▶ _Page excerpt_:
● ● ● ● ●

Following in Jamie Oliver’s footsteps – the birth of 20Q
The tray was bright blue plastic, with separate molded sections for the different portions of food – were these still in use in 2005? However the vegetable curry and fresh fruit salad were unusually tasty for a school dinner. I was in a large comprehensive school in Greenwich where I’d been asked to develop leadership skills in the middle leaders. Now I was eating lunch in the very place where a few months before TV chef Jamie Oliver had declared war on the turkey twizzler and launched his campaign for better school meals. I am happy to report that the results did taste good!
I needed a way for the middle leaders to get feedback on how they were doing as leaders. I knew of several 360 degree leadership diagnostics but they all took a long time to do and were way beyond the budget I had been given. Teachers are such busy people they don’t like having their time wasted – they like to call a spade a spade. Surely it was possible to create a diagnostic that got to the point – that focused only on the core behaviours, attitudes and character traits that distinguished the effective leader from the less so?

● ● ● ● ●

[Grounding data backed by images]

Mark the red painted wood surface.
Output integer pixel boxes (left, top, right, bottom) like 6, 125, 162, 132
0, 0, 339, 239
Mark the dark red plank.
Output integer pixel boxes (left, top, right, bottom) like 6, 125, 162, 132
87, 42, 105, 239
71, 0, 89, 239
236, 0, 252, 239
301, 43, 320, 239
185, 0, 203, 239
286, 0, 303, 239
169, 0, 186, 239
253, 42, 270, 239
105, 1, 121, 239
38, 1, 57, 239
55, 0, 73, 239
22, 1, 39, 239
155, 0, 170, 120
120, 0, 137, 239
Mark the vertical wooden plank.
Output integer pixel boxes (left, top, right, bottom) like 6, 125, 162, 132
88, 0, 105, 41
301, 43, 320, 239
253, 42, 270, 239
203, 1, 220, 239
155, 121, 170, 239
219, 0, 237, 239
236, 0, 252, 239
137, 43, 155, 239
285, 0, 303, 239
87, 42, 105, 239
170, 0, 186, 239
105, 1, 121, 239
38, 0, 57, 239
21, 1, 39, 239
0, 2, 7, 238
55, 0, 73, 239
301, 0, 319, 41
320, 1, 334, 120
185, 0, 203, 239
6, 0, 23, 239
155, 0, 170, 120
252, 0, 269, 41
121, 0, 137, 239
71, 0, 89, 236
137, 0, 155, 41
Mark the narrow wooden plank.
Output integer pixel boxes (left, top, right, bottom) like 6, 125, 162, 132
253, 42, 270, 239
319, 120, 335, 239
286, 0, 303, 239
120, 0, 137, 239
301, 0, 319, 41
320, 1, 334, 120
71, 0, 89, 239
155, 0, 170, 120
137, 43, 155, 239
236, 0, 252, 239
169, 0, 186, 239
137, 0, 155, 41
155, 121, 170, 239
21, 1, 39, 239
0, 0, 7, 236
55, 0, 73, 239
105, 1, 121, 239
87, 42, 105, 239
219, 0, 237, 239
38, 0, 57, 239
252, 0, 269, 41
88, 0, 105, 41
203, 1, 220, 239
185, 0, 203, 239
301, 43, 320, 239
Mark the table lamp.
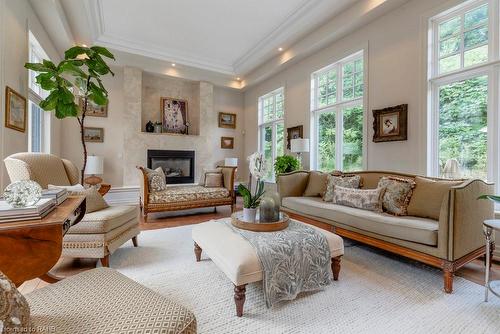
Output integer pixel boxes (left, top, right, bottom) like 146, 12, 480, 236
290, 138, 309, 165
84, 155, 104, 186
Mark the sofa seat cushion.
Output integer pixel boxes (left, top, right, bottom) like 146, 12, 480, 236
68, 205, 139, 234
26, 268, 196, 334
192, 218, 344, 285
282, 197, 438, 246
149, 185, 229, 204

● ● ● ● ●

▶ _Task 1_: Name every specific food dish mentioned in the piece on the birth of 20Q.
▶ _Task 2_:
Answer these questions using the piece on the birth of 20Q:
(a) What color was the plastic tray?
(b) In what place was the large comprehensive school?
(c) What two drawbacks did the known 360 degree leadership diagnostics have?
The entries are not needed for this work.

▶ _Exercise output 1_: Vegetable curry, fresh fruit salad, turkey twizzler

▶ _Exercise output 2_:
(a) Bright blue.
(b) Greenwich.
(c) They all took a long time to do, and they were far beyond the budget the writer had been given.